▶ [TINDAKAN YANG DIPERLUKAN]:
• 1. Ulangi tanpa perubahan bagian artikel tentang kode etik seni dalam Islam yang dibuka dengan kata-kata "Kemudian dalil lainnya" dan ditutup dengan "Muslim, No. 5545).".
• 2. Tampilkan setiap baris data yang mengandung kata "tank".

▶ [BAGIAN TEKS]:
......

Clock Magic Wand Quran Compass Menu
Image Syahruddin E

Begini Kode Etik Seni yang Dibolehkan dalam Islam

Agama | 2021-06-29 11:59:24

BEGINI KODE ETIK SENI YANG DIBOLEHKAN DALAM ISLAM

Oleh Syahruddin El-Fikri

//Sedikitnya ada sembilan syarat mutlak yang harus dipenuhi.//

JAKARTA—Karya seni yang sesuai dalam Islam menjadi perdebatan yang seolah tak pernah selesai. Selalu saja menjadi pro dan kontra, antara kelompok yang melarang dan yang membolehkan. Bagi yang kontra (tidak setuju), mereka beralasan bahwa seni tak pernah dicontohkan oleh Rasulullah SAW, sehingga tak layak dikembangkan. Bahkan, bagi kelompok ini, mereka mengajukan dalil-dalil hukum untuk membenarkan alasan mereka.

Di antaranya tentang larangan menggambar //(tashwir)// sesuatu. //“Sesungguhnya orang yang paling pedih siksanya pada Hari Kiamat kelak adalah orang yang suka menggambar.”// (HR. Bukhari-Muslim).

Kemudian hadis tentang mendendangkan lagu. Abu Bakar Ra pernah marah besar karena ada seseorang yang mendendangkan lagu. Kala itu, Abu Bakar menyebutnya dengan senandung setan. “Suatu ketika, Abu Bakar As-Shiddiq Ra masuk ke rumah putrinya, Aisyah Ra. Ia menjumpai dua budak orang Anshar sedang mendendangkan nyanyian di Hari Ba’ats. Aisyah mengatakan bahwa keduanya tidaklah terlalu pandai dalam bernyanyi. Lalu Abu Bakar marah dan berkata: “Seruling-seruling setan (kalian perdengarkan) di kediaman Rasulullah Saw.” Peristiwa ini terjadi pada Hari Raya ‘Id. Maka bersabda Rasul Saw, “Wahai Abu Bakar, sesungguhnya setiap kaum memiliki hari raya, dan sekarang ini adalah hari raya kita.” (HR. Bukhari, Muslim, Ibnu Majah, dan Ahmad).

Kemudian dalil lainnya yang dijadikan argumentasi adalah hadis yang diriwayatkan dari Abu Hurairah Ra. “Rasul Saw bersabda, “Para Malaikat tidak akan masuk ke dalam rumah yang di dalamnya terdapat patung-patung atau gambar-gambar.” (HR. Muslim, No. 5545).

Berangkat dari sejumlah dalil di atas, maka sejumlah ulama mengharamkan ‘berkesenian’ seperti melukis, menggambar, memahat, dan mendendangkan lagu. Namun demikian, ada pula sejumlah ulama yang membolehkan. Alasannya juga berangkat dari sejumlah dalil Al-Quran dan hadis Nabi Muhammad Saw. Di antaranya, //“Innallaha Jamiil, Yuhibbul Jamaal,”// (Sesungguhnya Allah itu Maha Indah, dan menyukai yang keindahan). (HR. Muslim, Ahmad, Tirmidzi).

......

▶ [DATA YANG DIBERIKAN]:

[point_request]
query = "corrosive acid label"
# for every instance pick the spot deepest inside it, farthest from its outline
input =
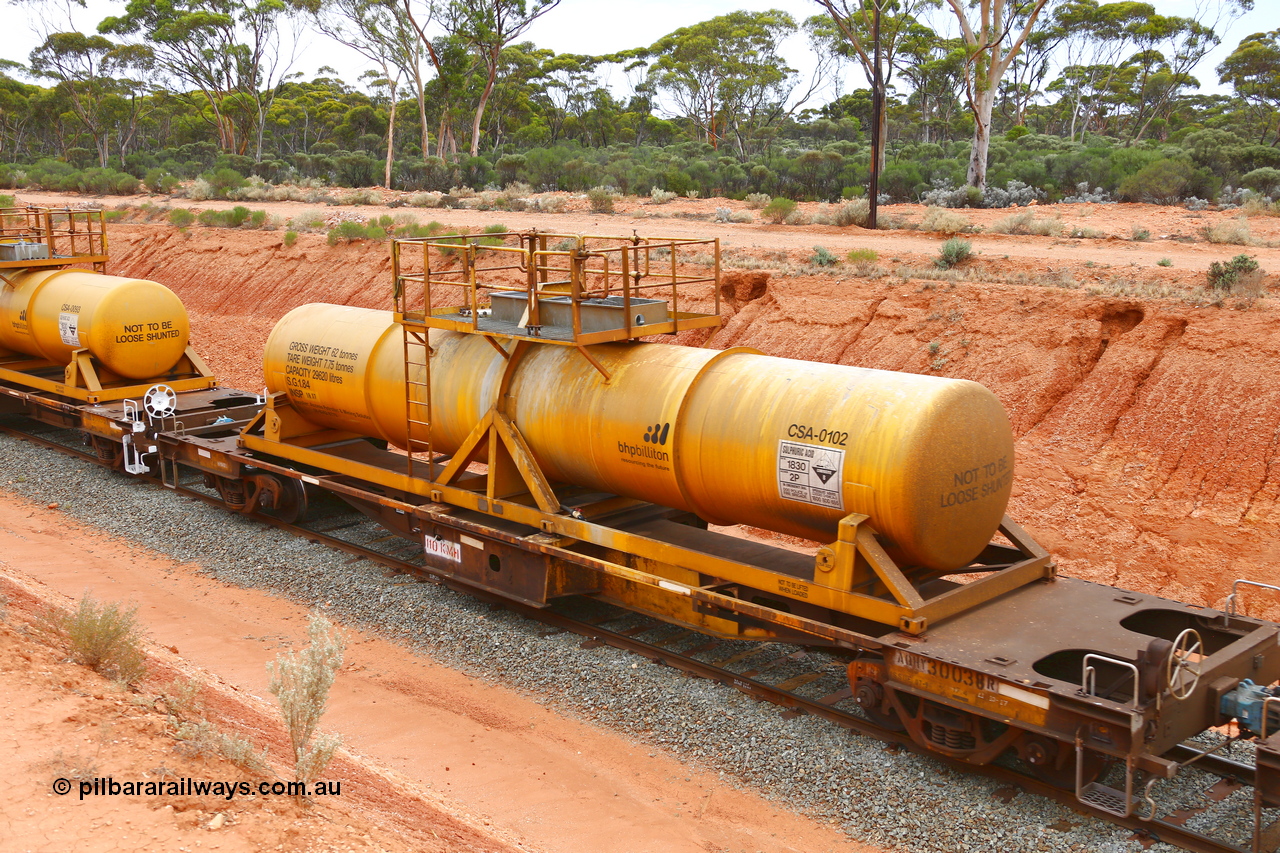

......

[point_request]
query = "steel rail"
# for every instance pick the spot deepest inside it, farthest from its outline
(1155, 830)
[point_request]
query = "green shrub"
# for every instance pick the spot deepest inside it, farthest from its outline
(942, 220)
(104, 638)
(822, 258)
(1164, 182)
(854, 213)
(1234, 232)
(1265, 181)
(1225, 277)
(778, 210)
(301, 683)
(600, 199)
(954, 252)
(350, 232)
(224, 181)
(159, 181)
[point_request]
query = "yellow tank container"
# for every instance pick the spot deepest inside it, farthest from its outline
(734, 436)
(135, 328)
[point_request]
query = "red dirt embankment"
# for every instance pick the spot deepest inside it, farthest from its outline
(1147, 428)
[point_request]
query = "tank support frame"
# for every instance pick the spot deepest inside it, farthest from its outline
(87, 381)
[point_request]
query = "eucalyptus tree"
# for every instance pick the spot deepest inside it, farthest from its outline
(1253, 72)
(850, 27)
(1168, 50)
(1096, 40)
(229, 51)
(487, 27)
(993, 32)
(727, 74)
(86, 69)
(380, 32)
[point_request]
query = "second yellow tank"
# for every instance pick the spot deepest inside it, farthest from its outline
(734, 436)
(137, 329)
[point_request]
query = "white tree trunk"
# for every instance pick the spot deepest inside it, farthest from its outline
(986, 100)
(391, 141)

......

▶ [JAWABAN TUGAS]:
• 1.
Kemudian dalil lainnya yang dijadikan argumentasi adalah hadis yang diriwayatkan dari Abu Hurairah Ra. “Rasul Saw bersabda, “Para Malaikat tidak akan masuk ke dalam rumah yang di dalamnya terdapat patung-patung atau gambar-gambar.” (HR. Muslim, No. 5545).

• 2.
query = "yellow tank container"
query = "tank support frame"
query = "second yellow tank"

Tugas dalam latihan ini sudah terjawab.